Would you transcribe exactly the lines below, starting at the one that contains "Where can the glass" and ending with the last line, both included? Leave out all other lines.

Point localization data
━━━━━━
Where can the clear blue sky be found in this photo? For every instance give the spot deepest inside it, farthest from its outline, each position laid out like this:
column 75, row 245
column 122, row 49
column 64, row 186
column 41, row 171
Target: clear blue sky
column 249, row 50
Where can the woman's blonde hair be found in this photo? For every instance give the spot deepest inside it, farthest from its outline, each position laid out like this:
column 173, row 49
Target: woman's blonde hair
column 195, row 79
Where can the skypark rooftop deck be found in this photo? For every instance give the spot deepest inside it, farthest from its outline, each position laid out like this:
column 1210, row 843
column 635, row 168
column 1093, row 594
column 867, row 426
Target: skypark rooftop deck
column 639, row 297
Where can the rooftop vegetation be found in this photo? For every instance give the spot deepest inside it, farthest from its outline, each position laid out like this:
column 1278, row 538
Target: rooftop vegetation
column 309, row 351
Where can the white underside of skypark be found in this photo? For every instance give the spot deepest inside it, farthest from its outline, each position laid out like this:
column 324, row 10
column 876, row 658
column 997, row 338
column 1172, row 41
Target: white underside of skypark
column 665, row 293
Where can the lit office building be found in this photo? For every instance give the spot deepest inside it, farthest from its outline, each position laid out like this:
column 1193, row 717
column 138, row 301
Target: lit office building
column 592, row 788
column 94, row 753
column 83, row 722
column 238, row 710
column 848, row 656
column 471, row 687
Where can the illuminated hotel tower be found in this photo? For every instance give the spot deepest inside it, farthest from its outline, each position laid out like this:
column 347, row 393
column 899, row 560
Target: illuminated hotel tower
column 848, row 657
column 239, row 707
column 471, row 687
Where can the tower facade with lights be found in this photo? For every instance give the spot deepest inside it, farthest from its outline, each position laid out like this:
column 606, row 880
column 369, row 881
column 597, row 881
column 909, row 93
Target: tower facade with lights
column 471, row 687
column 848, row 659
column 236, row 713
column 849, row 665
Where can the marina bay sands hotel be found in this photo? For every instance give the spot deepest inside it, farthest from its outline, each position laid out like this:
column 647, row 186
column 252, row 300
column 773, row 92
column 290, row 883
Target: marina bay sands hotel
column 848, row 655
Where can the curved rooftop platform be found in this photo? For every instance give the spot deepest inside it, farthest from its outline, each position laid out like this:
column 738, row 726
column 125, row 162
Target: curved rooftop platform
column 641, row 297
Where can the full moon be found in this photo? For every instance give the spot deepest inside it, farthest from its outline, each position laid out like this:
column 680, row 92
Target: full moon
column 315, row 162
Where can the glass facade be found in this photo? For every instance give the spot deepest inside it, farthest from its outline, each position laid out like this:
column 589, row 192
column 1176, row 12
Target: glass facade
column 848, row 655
━━━━━━
THE COMPLETED TASK:
Where can the glass facade be found in this photo? For every instance give the spot deepest inside it, farthest from its outline, each position laid out like this:
column 589, row 192
column 1176, row 12
Target: glass facade
column 848, row 655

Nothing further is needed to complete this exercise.